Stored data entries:
--- START ---

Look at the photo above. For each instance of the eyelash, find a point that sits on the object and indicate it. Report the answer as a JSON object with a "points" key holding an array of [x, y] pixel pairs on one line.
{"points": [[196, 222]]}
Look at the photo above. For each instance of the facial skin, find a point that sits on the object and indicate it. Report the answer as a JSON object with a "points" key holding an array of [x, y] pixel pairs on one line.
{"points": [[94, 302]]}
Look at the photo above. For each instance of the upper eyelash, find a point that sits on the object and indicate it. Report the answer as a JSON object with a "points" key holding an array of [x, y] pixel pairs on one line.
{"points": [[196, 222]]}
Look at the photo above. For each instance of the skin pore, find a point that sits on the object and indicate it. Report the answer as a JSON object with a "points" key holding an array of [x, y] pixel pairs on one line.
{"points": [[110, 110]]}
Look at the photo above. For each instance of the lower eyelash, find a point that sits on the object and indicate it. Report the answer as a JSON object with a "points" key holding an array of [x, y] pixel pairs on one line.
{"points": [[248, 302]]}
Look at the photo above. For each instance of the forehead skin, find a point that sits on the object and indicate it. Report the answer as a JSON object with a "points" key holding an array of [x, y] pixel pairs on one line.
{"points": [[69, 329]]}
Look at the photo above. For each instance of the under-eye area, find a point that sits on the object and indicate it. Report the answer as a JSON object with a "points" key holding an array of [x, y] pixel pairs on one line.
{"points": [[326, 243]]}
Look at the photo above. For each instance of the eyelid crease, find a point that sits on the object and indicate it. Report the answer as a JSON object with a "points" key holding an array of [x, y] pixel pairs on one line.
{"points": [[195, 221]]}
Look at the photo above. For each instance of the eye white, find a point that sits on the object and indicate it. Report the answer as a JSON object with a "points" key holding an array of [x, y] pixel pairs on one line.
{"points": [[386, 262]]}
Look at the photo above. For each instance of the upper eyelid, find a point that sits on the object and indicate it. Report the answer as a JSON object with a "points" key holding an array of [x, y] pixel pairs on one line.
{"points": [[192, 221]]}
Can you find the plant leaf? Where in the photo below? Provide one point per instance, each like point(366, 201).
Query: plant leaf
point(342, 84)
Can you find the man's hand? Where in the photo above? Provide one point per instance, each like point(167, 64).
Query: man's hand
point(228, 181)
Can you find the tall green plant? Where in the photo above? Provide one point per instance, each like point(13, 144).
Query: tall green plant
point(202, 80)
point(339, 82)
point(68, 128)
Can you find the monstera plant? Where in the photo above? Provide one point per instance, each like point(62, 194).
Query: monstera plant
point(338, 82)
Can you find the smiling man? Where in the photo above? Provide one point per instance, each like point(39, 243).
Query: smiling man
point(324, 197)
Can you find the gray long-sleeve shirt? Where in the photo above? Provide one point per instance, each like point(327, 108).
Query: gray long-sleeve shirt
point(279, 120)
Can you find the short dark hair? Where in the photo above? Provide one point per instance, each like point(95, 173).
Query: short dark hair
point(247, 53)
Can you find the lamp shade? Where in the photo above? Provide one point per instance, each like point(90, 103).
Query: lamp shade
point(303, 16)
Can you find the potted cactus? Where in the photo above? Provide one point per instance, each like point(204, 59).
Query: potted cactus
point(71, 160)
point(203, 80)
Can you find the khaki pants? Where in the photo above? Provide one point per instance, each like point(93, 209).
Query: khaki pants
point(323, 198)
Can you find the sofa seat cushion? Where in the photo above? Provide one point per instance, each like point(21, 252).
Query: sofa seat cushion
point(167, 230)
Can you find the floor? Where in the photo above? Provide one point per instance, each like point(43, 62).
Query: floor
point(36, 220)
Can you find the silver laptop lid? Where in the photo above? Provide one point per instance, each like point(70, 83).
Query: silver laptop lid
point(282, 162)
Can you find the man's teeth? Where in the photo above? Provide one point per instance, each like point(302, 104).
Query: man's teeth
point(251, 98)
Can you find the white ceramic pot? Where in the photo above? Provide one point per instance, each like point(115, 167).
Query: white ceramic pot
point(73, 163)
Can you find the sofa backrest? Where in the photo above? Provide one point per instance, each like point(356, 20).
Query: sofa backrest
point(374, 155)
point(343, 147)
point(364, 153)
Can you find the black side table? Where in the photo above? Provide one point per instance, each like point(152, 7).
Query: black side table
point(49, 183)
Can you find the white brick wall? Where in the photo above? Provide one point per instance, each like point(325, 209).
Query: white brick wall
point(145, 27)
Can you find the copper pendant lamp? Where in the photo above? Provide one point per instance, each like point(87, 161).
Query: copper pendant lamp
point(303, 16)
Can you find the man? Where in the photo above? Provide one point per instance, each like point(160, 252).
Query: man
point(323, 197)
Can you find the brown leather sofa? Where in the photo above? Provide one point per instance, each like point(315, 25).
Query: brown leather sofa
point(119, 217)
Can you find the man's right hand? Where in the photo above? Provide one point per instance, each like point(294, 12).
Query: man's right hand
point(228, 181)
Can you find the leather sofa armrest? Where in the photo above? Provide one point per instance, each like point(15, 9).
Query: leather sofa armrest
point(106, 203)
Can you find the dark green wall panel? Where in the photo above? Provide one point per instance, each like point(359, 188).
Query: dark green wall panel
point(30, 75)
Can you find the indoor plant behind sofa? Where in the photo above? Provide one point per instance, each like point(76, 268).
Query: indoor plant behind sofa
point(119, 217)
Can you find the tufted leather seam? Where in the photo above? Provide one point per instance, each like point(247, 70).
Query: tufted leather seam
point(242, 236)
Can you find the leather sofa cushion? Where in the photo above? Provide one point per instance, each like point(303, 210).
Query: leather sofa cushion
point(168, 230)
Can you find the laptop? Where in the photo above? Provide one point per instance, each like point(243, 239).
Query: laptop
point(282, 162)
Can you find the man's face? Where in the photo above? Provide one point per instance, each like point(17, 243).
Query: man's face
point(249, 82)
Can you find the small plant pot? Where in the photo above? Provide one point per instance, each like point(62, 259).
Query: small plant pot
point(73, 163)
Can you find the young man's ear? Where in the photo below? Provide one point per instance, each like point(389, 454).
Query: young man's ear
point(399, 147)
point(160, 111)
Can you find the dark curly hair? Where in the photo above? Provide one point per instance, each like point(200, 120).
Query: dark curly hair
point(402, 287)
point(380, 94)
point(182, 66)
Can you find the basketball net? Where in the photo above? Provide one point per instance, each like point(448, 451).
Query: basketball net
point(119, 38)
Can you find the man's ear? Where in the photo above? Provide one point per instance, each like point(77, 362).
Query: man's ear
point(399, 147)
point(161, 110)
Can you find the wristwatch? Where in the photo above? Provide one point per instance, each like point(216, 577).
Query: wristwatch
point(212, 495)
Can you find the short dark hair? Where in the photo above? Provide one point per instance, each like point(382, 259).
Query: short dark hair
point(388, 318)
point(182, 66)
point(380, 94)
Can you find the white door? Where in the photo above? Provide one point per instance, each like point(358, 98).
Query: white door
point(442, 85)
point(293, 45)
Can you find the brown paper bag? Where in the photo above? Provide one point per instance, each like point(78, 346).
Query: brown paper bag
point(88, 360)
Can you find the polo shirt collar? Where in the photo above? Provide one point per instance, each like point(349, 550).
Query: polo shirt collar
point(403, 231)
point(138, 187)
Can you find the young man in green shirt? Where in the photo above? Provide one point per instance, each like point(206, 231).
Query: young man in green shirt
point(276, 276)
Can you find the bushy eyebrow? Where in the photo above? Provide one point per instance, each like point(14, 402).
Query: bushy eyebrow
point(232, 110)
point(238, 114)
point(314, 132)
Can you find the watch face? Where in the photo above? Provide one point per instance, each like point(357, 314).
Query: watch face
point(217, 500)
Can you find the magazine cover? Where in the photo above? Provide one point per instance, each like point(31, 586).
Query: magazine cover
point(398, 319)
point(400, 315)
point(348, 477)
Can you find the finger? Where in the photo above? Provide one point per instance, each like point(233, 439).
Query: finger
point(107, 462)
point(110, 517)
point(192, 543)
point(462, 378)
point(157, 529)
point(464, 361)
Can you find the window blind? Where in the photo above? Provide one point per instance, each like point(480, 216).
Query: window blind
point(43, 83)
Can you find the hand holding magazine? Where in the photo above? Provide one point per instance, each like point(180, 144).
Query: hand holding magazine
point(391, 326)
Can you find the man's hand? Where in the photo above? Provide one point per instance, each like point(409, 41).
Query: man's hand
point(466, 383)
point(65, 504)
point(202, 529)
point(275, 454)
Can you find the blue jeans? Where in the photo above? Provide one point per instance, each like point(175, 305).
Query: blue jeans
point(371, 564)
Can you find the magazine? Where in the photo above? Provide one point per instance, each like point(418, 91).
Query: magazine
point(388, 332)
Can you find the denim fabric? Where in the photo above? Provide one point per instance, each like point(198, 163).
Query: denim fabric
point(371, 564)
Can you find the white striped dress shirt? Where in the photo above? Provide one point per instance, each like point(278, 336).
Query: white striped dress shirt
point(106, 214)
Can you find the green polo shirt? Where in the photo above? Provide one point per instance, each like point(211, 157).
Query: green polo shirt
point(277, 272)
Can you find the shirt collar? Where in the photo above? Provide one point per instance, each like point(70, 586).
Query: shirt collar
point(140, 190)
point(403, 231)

--- END ---

## Exercise directions
For the string "below", show each line of the entries above where it occurs.

## Result for this task
Can you find the plant leaf? Where in the photo below? Provide one point per instance, each like point(366, 201).
Can you find the young man's ear? Where in the photo below? Provide one point per instance, each like point(389, 454).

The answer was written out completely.